> TO DO
Retyping the entire listing exactly is the task.

►

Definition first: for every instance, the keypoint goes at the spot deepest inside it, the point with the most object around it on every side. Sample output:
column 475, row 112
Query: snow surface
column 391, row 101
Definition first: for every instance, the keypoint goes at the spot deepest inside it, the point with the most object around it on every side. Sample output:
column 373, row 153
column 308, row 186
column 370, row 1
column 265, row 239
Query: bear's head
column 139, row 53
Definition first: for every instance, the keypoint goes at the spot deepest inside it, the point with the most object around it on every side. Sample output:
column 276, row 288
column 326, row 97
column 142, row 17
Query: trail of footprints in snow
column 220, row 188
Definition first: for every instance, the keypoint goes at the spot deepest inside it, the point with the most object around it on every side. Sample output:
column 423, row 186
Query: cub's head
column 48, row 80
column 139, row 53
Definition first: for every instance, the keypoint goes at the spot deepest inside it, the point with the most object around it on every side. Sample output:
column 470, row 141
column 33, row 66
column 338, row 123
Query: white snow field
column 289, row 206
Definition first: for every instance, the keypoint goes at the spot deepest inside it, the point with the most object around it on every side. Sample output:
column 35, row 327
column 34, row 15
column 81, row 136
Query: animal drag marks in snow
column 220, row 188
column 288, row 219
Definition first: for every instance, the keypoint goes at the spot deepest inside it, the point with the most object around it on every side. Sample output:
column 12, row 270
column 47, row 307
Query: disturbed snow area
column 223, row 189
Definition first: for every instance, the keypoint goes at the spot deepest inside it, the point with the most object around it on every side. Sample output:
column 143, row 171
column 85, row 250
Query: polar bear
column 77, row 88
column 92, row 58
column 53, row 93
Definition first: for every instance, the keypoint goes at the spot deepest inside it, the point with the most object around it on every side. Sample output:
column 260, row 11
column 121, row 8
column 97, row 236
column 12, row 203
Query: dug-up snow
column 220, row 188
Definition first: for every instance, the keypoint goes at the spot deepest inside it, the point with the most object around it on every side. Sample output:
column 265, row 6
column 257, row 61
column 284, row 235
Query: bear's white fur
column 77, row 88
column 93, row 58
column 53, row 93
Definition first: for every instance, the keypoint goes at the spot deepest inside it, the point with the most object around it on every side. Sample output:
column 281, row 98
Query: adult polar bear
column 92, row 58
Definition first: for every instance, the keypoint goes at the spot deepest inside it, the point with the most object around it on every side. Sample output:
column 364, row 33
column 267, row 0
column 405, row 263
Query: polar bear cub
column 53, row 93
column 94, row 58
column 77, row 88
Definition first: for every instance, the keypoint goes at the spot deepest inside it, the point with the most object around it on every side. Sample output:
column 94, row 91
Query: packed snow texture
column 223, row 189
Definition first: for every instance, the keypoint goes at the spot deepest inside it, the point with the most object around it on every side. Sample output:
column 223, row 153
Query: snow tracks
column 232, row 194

◄

> ANSWER BOX
Definition first: for every instance, the keypoint goes at the spot deepest inside it, the point with the most object around it on every side. Sample output:
column 475, row 112
Query: snow surface
column 391, row 101
Definition first: for every instance, the keypoint goes at the spot deepest inside it, the point with the most object around it on every side. Sample output:
column 373, row 153
column 308, row 186
column 370, row 1
column 265, row 239
Query: bear's head
column 139, row 53
Definition first: for every instance, the keypoint goes at the spot deepest inside it, the point with the most object around it on every side. Sample output:
column 276, row 288
column 326, row 97
column 142, row 17
Query: trail of footprints in snow
column 220, row 188
Definition first: for every instance, the keypoint goes at the spot deepest inside it, the point with the most object around it on every side. Sample output:
column 423, row 186
Query: cub's head
column 48, row 80
column 139, row 53
Definition first: for every instance, the keypoint goes at the spot deepest inside it, the point with the most object around it on every side. Sample output:
column 470, row 141
column 33, row 66
column 338, row 123
Query: white snow field
column 289, row 206
Definition first: for every instance, the keypoint goes at the spot deepest inside it, the point with the most object around it on every side. Sample output:
column 35, row 327
column 34, row 15
column 81, row 136
Query: animal drag marks in snow
column 220, row 188
column 288, row 219
Definition first: for every instance, the keypoint goes at the spot deepest inside it, the point with the most object around it on every side. Sample output:
column 12, row 270
column 47, row 307
Query: disturbed snow area
column 223, row 189
Definition first: for every instance, the keypoint goes at the spot deepest inside it, the point with the most object around it on every side. Sample output:
column 143, row 171
column 85, row 250
Query: polar bear
column 77, row 88
column 92, row 58
column 53, row 93
Definition first: for every instance, the keypoint goes at the spot deepest inside it, the point with the most object around it on every side. Sample output:
column 260, row 11
column 121, row 8
column 97, row 236
column 12, row 203
Query: dug-up snow
column 220, row 188
Definition first: for every instance, the keypoint goes at the spot deepest inside it, the point with the most object around it on every side. Sample output:
column 265, row 6
column 257, row 61
column 284, row 235
Query: bear's white fur
column 77, row 88
column 93, row 58
column 53, row 93
Definition first: for every instance, the keypoint goes at the spot deepest inside it, the point with the most object around it on every side. Sample output:
column 281, row 98
Query: adult polar bear
column 92, row 58
Definition first: for every instance, the keypoint goes at the spot deepest inside it, the point with the most object around it on every side. Sample output:
column 364, row 33
column 267, row 0
column 405, row 263
Query: polar bear cub
column 53, row 93
column 94, row 58
column 77, row 88
Definition first: for every instance, the keypoint goes at the spot deepest inside it, the point with the most object around it on every side. Sample output:
column 94, row 91
Query: packed snow texture
column 223, row 189
Definition first: for every instance, the keypoint goes at the spot deepest inside it, the point with the most object around it on every side. Sample output:
column 223, row 153
Query: snow tracks
column 232, row 194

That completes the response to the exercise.